__Task requirements__
Collect every line in the entries below that contains the string "earring", treating uppercase and lowercase as distinct.

begin Task inputs

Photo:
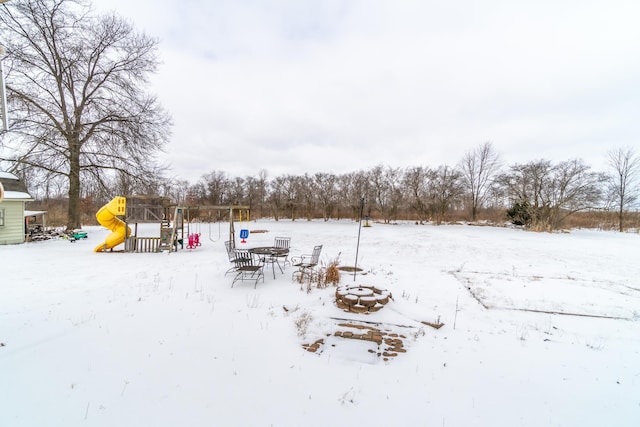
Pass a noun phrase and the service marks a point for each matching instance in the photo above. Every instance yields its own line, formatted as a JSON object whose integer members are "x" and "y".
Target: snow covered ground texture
{"x": 538, "y": 330}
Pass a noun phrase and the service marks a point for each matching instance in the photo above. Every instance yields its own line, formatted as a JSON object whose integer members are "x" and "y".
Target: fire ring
{"x": 361, "y": 299}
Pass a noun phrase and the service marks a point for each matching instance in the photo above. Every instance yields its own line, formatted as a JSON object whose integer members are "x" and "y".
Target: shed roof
{"x": 14, "y": 189}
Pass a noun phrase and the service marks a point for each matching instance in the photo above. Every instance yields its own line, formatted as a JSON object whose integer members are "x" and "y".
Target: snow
{"x": 116, "y": 339}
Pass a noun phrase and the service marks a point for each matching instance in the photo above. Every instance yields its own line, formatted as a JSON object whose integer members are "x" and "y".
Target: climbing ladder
{"x": 172, "y": 231}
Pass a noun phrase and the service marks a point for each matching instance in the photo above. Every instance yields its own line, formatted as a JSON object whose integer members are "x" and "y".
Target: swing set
{"x": 236, "y": 212}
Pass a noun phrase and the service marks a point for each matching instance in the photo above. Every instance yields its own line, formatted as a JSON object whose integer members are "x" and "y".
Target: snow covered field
{"x": 115, "y": 339}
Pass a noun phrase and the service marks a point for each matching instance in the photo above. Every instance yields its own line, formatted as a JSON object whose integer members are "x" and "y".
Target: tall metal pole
{"x": 3, "y": 95}
{"x": 355, "y": 267}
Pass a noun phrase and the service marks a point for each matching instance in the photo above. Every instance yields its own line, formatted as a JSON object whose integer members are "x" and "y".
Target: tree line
{"x": 84, "y": 128}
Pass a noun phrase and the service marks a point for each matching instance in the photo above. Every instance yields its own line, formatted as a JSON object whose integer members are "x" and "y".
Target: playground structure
{"x": 174, "y": 230}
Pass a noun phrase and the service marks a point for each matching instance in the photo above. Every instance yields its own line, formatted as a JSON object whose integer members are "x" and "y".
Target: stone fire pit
{"x": 361, "y": 298}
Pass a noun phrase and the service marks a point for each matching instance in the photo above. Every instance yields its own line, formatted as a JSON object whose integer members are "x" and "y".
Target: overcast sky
{"x": 305, "y": 86}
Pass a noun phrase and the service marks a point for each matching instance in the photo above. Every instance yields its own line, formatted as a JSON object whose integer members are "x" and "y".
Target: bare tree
{"x": 76, "y": 91}
{"x": 445, "y": 190}
{"x": 543, "y": 195}
{"x": 325, "y": 186}
{"x": 623, "y": 188}
{"x": 415, "y": 183}
{"x": 479, "y": 167}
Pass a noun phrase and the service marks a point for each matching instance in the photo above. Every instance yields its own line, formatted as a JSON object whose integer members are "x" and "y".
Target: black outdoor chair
{"x": 247, "y": 267}
{"x": 229, "y": 245}
{"x": 282, "y": 243}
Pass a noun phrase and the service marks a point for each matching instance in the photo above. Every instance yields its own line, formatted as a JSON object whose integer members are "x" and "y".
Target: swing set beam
{"x": 230, "y": 209}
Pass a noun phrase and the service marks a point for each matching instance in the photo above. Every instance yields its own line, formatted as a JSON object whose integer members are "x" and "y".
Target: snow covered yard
{"x": 538, "y": 329}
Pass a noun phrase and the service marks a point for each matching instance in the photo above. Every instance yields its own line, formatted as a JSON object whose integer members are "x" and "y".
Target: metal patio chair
{"x": 247, "y": 267}
{"x": 283, "y": 244}
{"x": 229, "y": 246}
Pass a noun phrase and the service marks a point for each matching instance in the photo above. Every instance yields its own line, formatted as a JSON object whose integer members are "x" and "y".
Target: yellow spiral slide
{"x": 107, "y": 216}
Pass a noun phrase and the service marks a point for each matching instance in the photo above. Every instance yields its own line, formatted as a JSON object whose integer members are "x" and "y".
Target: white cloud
{"x": 340, "y": 85}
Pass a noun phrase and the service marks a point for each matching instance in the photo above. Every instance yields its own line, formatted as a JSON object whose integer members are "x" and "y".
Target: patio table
{"x": 270, "y": 254}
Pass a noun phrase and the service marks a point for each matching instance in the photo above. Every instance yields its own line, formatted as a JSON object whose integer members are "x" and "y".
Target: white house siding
{"x": 13, "y": 229}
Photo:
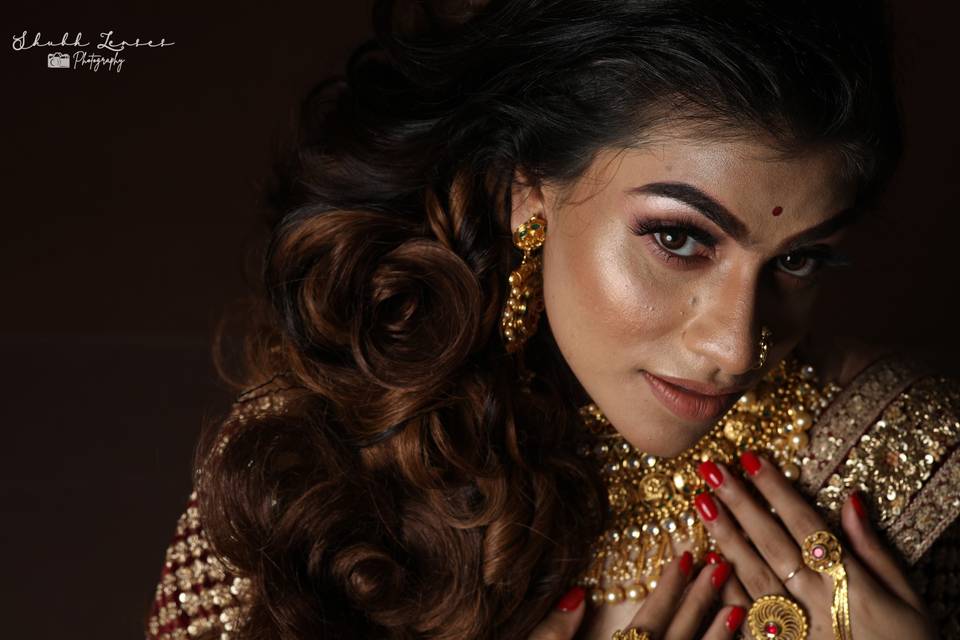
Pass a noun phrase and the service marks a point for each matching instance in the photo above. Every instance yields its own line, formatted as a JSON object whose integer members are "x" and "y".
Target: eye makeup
{"x": 825, "y": 256}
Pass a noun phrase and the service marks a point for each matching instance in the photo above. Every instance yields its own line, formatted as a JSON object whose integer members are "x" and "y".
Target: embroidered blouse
{"x": 893, "y": 432}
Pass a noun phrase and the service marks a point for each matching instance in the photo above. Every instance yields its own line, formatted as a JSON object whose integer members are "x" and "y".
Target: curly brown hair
{"x": 409, "y": 488}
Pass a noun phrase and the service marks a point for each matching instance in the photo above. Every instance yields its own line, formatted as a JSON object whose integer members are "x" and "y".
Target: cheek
{"x": 602, "y": 299}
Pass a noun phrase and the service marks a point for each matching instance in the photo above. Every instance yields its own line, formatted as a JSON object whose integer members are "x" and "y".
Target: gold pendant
{"x": 650, "y": 499}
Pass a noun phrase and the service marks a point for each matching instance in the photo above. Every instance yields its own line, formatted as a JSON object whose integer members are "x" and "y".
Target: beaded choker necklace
{"x": 651, "y": 499}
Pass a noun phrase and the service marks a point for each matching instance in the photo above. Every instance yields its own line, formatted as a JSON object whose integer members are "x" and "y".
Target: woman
{"x": 534, "y": 346}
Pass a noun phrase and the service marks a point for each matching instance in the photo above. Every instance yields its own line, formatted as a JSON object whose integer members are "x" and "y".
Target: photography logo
{"x": 73, "y": 51}
{"x": 58, "y": 61}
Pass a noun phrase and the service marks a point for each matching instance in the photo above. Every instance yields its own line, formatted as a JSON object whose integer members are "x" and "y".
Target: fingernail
{"x": 750, "y": 462}
{"x": 571, "y": 600}
{"x": 710, "y": 472}
{"x": 713, "y": 557}
{"x": 686, "y": 563}
{"x": 858, "y": 505}
{"x": 720, "y": 575}
{"x": 706, "y": 506}
{"x": 735, "y": 619}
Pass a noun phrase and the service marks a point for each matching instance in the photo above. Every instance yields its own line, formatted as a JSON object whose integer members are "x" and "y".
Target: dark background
{"x": 129, "y": 201}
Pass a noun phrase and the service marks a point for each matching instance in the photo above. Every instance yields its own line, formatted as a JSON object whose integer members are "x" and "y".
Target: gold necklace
{"x": 650, "y": 499}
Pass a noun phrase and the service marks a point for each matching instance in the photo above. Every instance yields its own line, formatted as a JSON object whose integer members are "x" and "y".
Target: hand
{"x": 675, "y": 610}
{"x": 882, "y": 603}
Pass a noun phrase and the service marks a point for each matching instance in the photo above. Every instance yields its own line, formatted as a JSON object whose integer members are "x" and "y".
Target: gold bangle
{"x": 777, "y": 617}
{"x": 822, "y": 553}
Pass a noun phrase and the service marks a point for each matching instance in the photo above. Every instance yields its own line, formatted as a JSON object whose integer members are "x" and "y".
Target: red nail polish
{"x": 571, "y": 600}
{"x": 686, "y": 563}
{"x": 858, "y": 505}
{"x": 710, "y": 472}
{"x": 706, "y": 506}
{"x": 750, "y": 462}
{"x": 720, "y": 575}
{"x": 735, "y": 619}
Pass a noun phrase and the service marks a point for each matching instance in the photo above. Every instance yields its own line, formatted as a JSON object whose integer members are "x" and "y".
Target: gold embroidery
{"x": 850, "y": 414}
{"x": 893, "y": 432}
{"x": 651, "y": 499}
{"x": 199, "y": 595}
{"x": 904, "y": 463}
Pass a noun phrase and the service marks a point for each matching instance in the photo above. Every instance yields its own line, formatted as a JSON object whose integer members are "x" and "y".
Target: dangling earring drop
{"x": 521, "y": 313}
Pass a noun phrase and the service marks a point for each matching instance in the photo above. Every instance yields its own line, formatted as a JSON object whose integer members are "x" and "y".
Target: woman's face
{"x": 629, "y": 295}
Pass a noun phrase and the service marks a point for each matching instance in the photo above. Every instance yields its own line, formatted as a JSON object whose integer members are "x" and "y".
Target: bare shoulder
{"x": 840, "y": 359}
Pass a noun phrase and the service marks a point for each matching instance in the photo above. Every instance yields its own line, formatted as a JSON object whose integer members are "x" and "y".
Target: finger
{"x": 794, "y": 511}
{"x": 777, "y": 548}
{"x": 699, "y": 599}
{"x": 753, "y": 571}
{"x": 562, "y": 622}
{"x": 659, "y": 606}
{"x": 735, "y": 593}
{"x": 873, "y": 552}
{"x": 726, "y": 623}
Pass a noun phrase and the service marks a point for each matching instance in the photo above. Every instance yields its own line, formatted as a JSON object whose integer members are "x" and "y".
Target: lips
{"x": 689, "y": 405}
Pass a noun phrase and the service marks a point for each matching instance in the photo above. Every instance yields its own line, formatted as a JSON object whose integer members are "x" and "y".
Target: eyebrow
{"x": 732, "y": 225}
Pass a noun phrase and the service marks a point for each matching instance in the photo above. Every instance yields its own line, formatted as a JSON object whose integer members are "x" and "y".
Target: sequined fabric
{"x": 893, "y": 433}
{"x": 197, "y": 596}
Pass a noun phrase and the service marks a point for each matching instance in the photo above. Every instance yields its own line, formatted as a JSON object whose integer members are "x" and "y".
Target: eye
{"x": 806, "y": 264}
{"x": 675, "y": 241}
{"x": 799, "y": 265}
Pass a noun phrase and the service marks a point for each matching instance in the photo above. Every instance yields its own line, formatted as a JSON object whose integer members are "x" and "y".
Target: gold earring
{"x": 518, "y": 320}
{"x": 765, "y": 335}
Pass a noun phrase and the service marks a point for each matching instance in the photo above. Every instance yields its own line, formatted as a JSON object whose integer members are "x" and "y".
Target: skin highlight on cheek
{"x": 622, "y": 309}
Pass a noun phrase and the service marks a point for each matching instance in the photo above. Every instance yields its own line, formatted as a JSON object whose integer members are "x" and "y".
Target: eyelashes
{"x": 822, "y": 256}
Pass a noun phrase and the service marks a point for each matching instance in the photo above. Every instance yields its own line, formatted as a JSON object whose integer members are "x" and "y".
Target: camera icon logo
{"x": 58, "y": 61}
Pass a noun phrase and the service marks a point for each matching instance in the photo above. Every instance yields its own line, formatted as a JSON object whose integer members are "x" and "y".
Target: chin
{"x": 667, "y": 439}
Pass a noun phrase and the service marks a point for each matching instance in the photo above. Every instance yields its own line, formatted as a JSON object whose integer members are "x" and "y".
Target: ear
{"x": 526, "y": 200}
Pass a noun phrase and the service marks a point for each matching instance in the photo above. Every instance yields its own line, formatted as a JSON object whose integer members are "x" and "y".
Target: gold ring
{"x": 822, "y": 553}
{"x": 791, "y": 574}
{"x": 776, "y": 617}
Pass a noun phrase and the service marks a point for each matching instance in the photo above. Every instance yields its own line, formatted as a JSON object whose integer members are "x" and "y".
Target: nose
{"x": 723, "y": 329}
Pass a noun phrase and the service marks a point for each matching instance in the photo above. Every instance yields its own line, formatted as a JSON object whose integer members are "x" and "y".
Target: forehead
{"x": 748, "y": 175}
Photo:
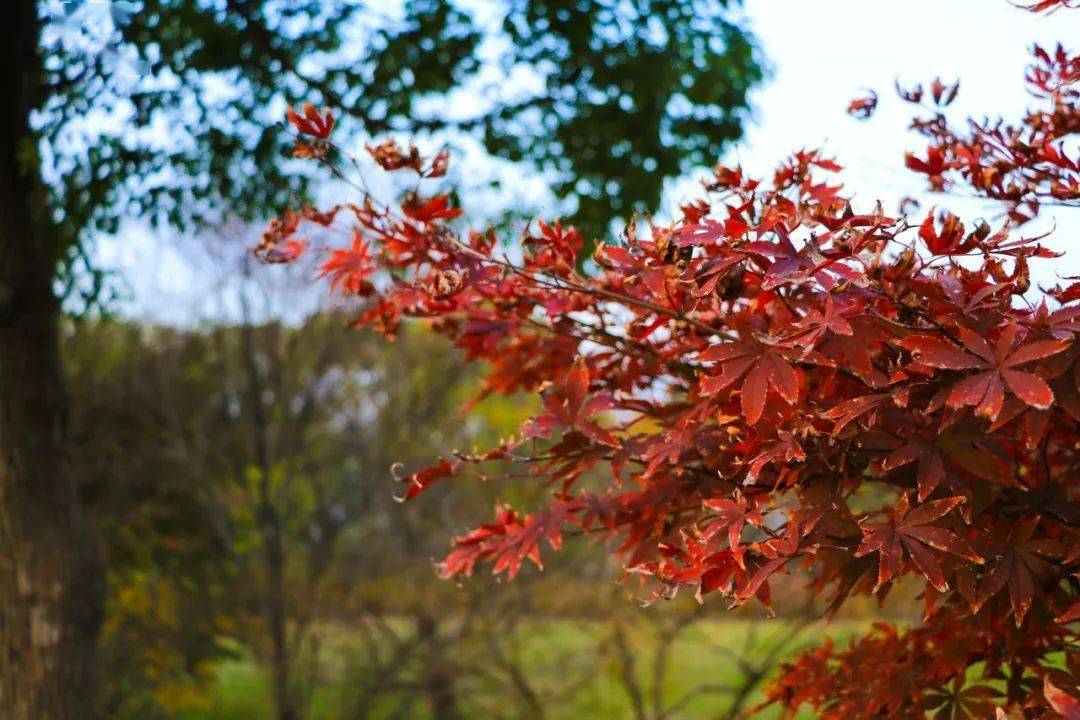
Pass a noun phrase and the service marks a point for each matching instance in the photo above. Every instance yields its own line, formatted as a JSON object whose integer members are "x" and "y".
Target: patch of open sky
{"x": 822, "y": 54}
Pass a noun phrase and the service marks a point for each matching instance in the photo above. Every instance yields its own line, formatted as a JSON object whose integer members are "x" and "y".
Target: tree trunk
{"x": 51, "y": 584}
{"x": 269, "y": 518}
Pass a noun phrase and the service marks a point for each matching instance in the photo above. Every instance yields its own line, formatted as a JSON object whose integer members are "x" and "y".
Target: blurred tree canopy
{"x": 167, "y": 109}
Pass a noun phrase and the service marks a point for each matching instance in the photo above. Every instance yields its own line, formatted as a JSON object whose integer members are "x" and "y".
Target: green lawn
{"x": 561, "y": 657}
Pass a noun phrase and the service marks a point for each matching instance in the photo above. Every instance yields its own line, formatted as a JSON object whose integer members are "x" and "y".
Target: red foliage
{"x": 741, "y": 375}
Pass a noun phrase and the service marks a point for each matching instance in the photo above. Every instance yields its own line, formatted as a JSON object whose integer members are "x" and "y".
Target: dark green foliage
{"x": 166, "y": 110}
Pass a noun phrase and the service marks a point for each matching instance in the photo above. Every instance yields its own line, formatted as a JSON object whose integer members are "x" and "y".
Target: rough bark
{"x": 51, "y": 584}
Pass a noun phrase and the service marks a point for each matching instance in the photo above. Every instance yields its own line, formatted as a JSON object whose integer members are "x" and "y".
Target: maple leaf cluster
{"x": 740, "y": 376}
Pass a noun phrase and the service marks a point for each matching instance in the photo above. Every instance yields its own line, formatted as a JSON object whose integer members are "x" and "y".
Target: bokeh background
{"x": 234, "y": 436}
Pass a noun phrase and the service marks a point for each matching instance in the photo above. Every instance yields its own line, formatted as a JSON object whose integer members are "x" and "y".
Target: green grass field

end Task inputs

__Expected answer__
Target: dangling earring drop
Target: gold earring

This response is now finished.